Update the entries below by replacing each "photograph" with "image", leaving every other part unchanged.

--- start ---

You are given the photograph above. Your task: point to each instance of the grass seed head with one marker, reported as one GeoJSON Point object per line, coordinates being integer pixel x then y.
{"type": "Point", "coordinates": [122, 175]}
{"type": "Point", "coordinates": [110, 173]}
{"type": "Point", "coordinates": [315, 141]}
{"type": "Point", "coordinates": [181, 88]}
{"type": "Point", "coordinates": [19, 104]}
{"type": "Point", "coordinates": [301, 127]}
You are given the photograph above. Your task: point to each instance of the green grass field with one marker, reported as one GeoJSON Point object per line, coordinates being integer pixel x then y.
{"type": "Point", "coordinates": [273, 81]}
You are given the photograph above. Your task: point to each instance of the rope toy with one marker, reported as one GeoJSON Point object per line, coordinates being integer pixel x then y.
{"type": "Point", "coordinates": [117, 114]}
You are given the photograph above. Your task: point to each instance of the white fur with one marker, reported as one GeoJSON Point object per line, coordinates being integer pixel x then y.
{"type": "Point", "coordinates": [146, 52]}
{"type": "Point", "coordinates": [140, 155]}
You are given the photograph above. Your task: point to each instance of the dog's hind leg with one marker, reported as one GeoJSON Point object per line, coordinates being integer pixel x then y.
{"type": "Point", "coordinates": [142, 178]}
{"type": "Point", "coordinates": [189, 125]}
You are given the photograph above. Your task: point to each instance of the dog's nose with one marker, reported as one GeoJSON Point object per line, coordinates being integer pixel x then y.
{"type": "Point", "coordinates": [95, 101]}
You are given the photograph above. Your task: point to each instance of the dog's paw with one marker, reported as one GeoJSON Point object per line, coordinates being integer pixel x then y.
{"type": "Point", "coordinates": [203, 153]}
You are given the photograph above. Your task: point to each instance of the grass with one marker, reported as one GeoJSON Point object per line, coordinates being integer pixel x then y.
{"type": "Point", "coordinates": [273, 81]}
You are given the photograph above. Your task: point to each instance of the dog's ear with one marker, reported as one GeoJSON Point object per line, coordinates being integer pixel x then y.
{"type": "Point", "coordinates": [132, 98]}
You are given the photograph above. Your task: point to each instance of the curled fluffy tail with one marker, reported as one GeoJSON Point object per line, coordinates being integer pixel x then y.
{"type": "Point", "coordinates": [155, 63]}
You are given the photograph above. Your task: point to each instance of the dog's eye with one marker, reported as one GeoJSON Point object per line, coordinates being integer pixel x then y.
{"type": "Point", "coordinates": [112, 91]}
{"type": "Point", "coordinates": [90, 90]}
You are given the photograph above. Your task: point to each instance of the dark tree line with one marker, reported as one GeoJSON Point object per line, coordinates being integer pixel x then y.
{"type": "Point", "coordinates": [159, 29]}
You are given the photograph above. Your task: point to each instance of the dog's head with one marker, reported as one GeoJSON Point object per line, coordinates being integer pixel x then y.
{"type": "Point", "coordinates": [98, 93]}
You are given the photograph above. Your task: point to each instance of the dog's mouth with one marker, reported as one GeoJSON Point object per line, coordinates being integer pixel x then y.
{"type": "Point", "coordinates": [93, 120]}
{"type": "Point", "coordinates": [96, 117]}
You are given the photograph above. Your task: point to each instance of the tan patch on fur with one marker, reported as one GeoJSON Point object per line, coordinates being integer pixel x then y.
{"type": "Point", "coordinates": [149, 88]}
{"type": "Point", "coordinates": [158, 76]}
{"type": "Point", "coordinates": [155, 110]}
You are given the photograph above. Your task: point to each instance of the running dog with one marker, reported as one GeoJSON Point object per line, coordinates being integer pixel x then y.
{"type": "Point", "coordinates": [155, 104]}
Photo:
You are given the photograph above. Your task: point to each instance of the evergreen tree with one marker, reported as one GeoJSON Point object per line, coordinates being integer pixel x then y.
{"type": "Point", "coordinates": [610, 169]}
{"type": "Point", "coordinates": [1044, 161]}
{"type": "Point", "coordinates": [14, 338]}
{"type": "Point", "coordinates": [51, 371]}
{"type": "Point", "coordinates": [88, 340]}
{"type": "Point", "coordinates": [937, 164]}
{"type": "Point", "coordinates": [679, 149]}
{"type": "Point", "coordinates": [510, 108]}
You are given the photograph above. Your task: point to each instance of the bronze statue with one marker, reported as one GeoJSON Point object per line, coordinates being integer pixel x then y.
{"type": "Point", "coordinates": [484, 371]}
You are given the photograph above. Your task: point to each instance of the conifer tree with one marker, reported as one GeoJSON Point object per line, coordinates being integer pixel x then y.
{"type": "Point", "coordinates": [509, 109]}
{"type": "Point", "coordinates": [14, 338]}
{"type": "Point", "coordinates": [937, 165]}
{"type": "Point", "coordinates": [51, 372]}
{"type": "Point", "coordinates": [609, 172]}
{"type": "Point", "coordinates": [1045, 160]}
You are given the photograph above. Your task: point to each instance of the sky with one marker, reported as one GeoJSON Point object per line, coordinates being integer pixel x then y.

--- end ---

Response to the exercise:
You are given the image above. Your task: point to each instance of the grass seed head with one marker, reported as one GeoJSON Point object per line, coordinates being integer pixel x then y.
{"type": "Point", "coordinates": [122, 175]}
{"type": "Point", "coordinates": [110, 173]}
{"type": "Point", "coordinates": [315, 141]}
{"type": "Point", "coordinates": [181, 88]}
{"type": "Point", "coordinates": [19, 104]}
{"type": "Point", "coordinates": [301, 127]}
You are given the image above. Your task: point to each instance of the green grass field with one marker, reported as one GeoJSON Point object per line, coordinates being integer pixel x then y.
{"type": "Point", "coordinates": [273, 81]}
You are given the image above. Your task: point to each instance of the rope toy with one marker, reported as one GeoJSON Point object per line, coordinates being integer pixel x then y.
{"type": "Point", "coordinates": [117, 114]}
You are given the image above. Your task: point to each instance of the white fur with one marker, reported as one GeoJSON Point object per line, coordinates being integer pixel x then y.
{"type": "Point", "coordinates": [146, 52]}
{"type": "Point", "coordinates": [140, 155]}
You are given the image above. Your task: point to each instance of the dog's hind leg with one marker, reported as one GeoJSON Point object per line, coordinates being integer pixel x then y.
{"type": "Point", "coordinates": [142, 178]}
{"type": "Point", "coordinates": [189, 125]}
You are given the image above. Your task: point to each instance of the dog's nose with one marker, reported as one GeoJSON Point object per line, coordinates being integer pixel x then y.
{"type": "Point", "coordinates": [95, 101]}
You are given the image above. Your task: point to each instance of the dog's paw with one marker, reported as one GeoJSON Point object per line, coordinates being integer pixel x then y.
{"type": "Point", "coordinates": [203, 153]}
You are given the image above. Your task: point to each instance of the grass with one marker, reported as one GeoJSON Point object per line, coordinates being integer pixel x then y.
{"type": "Point", "coordinates": [273, 81]}
You are given the image above. Your task: point to each instance of the dog's ear with one marker, reported as one GeoJSON Point object per line, coordinates being integer pixel x then y.
{"type": "Point", "coordinates": [132, 98]}
You are given the image above. Your task: point to each instance of the curled fluffy tail with one marker, reported as one GeoJSON Point object per line, coordinates being integer pixel x then y.
{"type": "Point", "coordinates": [155, 63]}
You are given the image above. Your task: point to each instance of the dog's eye with one marker, reported as one GeoJSON Point object per line, coordinates being integer pixel x then y.
{"type": "Point", "coordinates": [112, 91]}
{"type": "Point", "coordinates": [90, 90]}
You are given the image above. Your task: point to each instance of the dark tree line with one marker, reported as one GeoJSON Point object per line, coordinates being integer pixel x then y.
{"type": "Point", "coordinates": [159, 29]}
You are given the image above. Your task: point to each instance of the dog's head with one marker, reported as one GeoJSON Point object per line, coordinates being integer pixel x then y.
{"type": "Point", "coordinates": [98, 93]}
You are given the image above. Your task: point to each instance of the dog's mouth with one marker, reported as one GeoJSON Point object per line, coordinates being integer pixel x then y.
{"type": "Point", "coordinates": [93, 120]}
{"type": "Point", "coordinates": [96, 117]}
You are given the image above. Your task: point to each instance of the tan patch on fur with one marker, reported as one GeoJSON Point object per line, coordinates being integer pixel x then y.
{"type": "Point", "coordinates": [149, 88]}
{"type": "Point", "coordinates": [158, 76]}
{"type": "Point", "coordinates": [155, 110]}
You are given the image above. Your task: point to each instance of the running dog with one marker, reported as one GeoJSON Point object per line, coordinates being integer pixel x then y.
{"type": "Point", "coordinates": [155, 104]}
Photo:
You are given the image above. Your task: point to each instance of the evergreen tree with one marker, reported as one GeoJSON Point object per line, coordinates being integer pixel x then y.
{"type": "Point", "coordinates": [610, 169]}
{"type": "Point", "coordinates": [1044, 161]}
{"type": "Point", "coordinates": [14, 338]}
{"type": "Point", "coordinates": [51, 371]}
{"type": "Point", "coordinates": [88, 340]}
{"type": "Point", "coordinates": [937, 164]}
{"type": "Point", "coordinates": [679, 149]}
{"type": "Point", "coordinates": [510, 108]}
You are given the image above. Your task: point to each instance of the bronze statue with one marker, reported as one GeoJSON Point object per line, coordinates being integer pixel x then y.
{"type": "Point", "coordinates": [484, 371]}
You are given the image above. Your task: point to each instance of the conifer tree with one marker, reported as one GeoJSON Point object per line, coordinates being integer pixel x then y.
{"type": "Point", "coordinates": [509, 109]}
{"type": "Point", "coordinates": [14, 338]}
{"type": "Point", "coordinates": [937, 165]}
{"type": "Point", "coordinates": [51, 372]}
{"type": "Point", "coordinates": [609, 172]}
{"type": "Point", "coordinates": [1045, 160]}
You are given the image above. Your task: point to each instance of the sky with one marker, reported as one GeoJSON Point object per line, coordinates being integer pixel x then y.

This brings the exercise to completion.